[Exercise description] Set down every entry again exactly as it stands below.

[Raw data]
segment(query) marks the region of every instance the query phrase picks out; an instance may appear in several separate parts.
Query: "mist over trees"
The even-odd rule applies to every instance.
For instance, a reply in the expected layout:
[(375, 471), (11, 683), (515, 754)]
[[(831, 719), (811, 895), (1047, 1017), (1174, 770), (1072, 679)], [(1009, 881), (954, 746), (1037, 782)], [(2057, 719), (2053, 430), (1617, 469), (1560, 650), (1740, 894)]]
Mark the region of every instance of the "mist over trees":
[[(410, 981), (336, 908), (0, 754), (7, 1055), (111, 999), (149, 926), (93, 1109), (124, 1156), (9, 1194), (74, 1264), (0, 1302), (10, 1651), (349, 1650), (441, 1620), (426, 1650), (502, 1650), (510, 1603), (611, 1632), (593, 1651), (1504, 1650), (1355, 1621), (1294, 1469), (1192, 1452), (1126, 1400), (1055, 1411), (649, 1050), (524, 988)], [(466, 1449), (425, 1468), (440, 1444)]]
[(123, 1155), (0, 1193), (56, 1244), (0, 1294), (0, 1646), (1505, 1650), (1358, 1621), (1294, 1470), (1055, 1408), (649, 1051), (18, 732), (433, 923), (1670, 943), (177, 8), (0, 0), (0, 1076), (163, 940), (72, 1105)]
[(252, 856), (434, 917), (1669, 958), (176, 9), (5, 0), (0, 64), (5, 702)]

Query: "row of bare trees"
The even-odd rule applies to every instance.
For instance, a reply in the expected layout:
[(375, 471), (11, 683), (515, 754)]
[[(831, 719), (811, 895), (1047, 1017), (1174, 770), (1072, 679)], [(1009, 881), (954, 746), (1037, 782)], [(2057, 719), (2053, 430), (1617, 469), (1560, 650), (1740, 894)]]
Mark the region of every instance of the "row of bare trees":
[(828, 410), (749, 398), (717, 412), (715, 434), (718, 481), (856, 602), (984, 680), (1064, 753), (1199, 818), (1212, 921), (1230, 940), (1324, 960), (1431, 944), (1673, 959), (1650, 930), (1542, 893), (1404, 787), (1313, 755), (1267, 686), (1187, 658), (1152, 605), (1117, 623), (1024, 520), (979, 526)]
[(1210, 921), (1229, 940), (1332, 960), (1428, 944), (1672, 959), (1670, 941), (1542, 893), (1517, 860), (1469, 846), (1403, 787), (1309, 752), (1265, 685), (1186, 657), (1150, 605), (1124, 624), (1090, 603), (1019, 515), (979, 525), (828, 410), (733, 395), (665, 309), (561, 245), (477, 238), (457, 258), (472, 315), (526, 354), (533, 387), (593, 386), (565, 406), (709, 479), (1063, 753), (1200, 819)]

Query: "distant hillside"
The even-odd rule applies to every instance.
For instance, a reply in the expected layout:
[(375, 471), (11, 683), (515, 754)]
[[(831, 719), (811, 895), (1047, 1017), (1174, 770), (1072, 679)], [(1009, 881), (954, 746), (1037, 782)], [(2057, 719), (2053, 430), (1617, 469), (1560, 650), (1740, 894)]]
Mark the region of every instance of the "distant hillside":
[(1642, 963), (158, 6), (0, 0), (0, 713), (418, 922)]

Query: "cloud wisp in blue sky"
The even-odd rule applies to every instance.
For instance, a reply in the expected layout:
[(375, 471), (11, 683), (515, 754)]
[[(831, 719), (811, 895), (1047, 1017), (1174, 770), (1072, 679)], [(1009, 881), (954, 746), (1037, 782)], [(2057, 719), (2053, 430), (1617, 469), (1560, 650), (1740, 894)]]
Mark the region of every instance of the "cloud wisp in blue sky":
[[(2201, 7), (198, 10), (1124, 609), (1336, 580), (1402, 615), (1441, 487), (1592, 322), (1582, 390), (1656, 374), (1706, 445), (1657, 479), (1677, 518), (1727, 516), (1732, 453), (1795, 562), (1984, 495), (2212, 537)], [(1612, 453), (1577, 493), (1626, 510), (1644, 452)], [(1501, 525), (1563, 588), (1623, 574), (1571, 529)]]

[The answer]
segment(query) marks the region of every instance the query phrase picks out; an instance may appear in several separate parts.
Query: "mist over trees"
The even-odd rule applies to every instance.
For instance, a reply in the expected layout:
[(375, 471), (11, 683), (515, 754)]
[[(831, 719), (811, 895), (1047, 1017), (1174, 770), (1072, 679)], [(1009, 881), (954, 746), (1037, 782)], [(2057, 719), (2053, 430), (1617, 469), (1560, 650), (1740, 894)]]
Mark the region of every instance of the "mist over trees":
[[(410, 981), (336, 908), (0, 754), (7, 1055), (111, 999), (149, 926), (93, 1109), (124, 1156), (9, 1194), (74, 1264), (0, 1302), (10, 1651), (349, 1650), (441, 1620), (426, 1650), (502, 1650), (510, 1603), (611, 1632), (593, 1651), (1504, 1650), (1355, 1621), (1294, 1469), (1192, 1452), (1126, 1400), (1055, 1411), (649, 1050), (524, 988)], [(466, 1449), (425, 1468), (440, 1444)]]
[(123, 1155), (0, 1193), (56, 1244), (0, 1294), (0, 1646), (1505, 1650), (1358, 1621), (1294, 1470), (1055, 1408), (649, 1051), (18, 732), (433, 923), (1670, 943), (177, 8), (0, 0), (0, 1076), (163, 940), (72, 1105)]
[(252, 856), (434, 917), (1669, 958), (176, 9), (5, 0), (0, 64), (5, 702)]

Query: "row of bare trees"
The even-odd rule applies to every instance.
For instance, a reply in the expected layout:
[(375, 471), (11, 683), (515, 754)]
[[(831, 719), (811, 895), (1047, 1017), (1174, 770), (1072, 679)], [(1009, 881), (954, 746), (1037, 782)], [(2057, 719), (2053, 430), (1617, 469), (1560, 650), (1740, 894)]]
Mark the region of every instance of the "row of bare trees":
[(828, 410), (749, 398), (717, 412), (715, 434), (718, 481), (856, 602), (984, 680), (1064, 753), (1199, 818), (1212, 921), (1230, 940), (1324, 960), (1431, 944), (1673, 959), (1650, 930), (1542, 893), (1404, 787), (1313, 755), (1267, 686), (1187, 658), (1152, 605), (1117, 623), (1024, 520), (979, 526)]
[(1210, 921), (1229, 940), (1332, 960), (1428, 944), (1672, 959), (1670, 941), (1542, 893), (1517, 860), (1469, 846), (1403, 787), (1309, 752), (1265, 685), (1186, 657), (1150, 605), (1124, 624), (1090, 603), (1019, 515), (979, 525), (828, 410), (733, 395), (665, 309), (561, 245), (477, 238), (457, 258), (472, 315), (526, 354), (533, 387), (593, 386), (565, 406), (709, 479), (1063, 753), (1200, 819)]

Query: "distant hillside"
The even-odd rule applies to every instance.
For instance, a reply in the expected layout:
[(375, 471), (11, 683), (515, 754)]
[[(831, 719), (811, 895), (1047, 1017), (1174, 770), (1072, 679)], [(1009, 881), (954, 746), (1037, 782)], [(2057, 719), (2053, 430), (1617, 469), (1560, 650), (1740, 894)]]
Mark the region of every instance of the "distant hillside":
[(1642, 963), (158, 6), (0, 0), (0, 713), (418, 922)]

Query: "cloud wisp in blue sky"
The even-odd rule applies to every instance.
For instance, a reply in the expected layout:
[(375, 471), (11, 683), (515, 754)]
[[(831, 719), (811, 895), (1047, 1017), (1174, 770), (1072, 679)], [(1009, 881), (954, 746), (1037, 782)], [(2057, 719), (2053, 430), (1617, 469), (1560, 650), (1740, 894)]]
Mark the region of every instance of the "cloud wisp in blue sky":
[[(2201, 7), (198, 10), (1124, 609), (1336, 580), (1402, 615), (1441, 487), (1592, 322), (1582, 390), (1656, 374), (1706, 445), (1657, 479), (1677, 518), (1727, 516), (1732, 453), (1795, 562), (1984, 495), (2212, 537)], [(1612, 453), (1577, 493), (1626, 510), (1644, 452)], [(1501, 525), (1563, 588), (1623, 574), (1571, 529)]]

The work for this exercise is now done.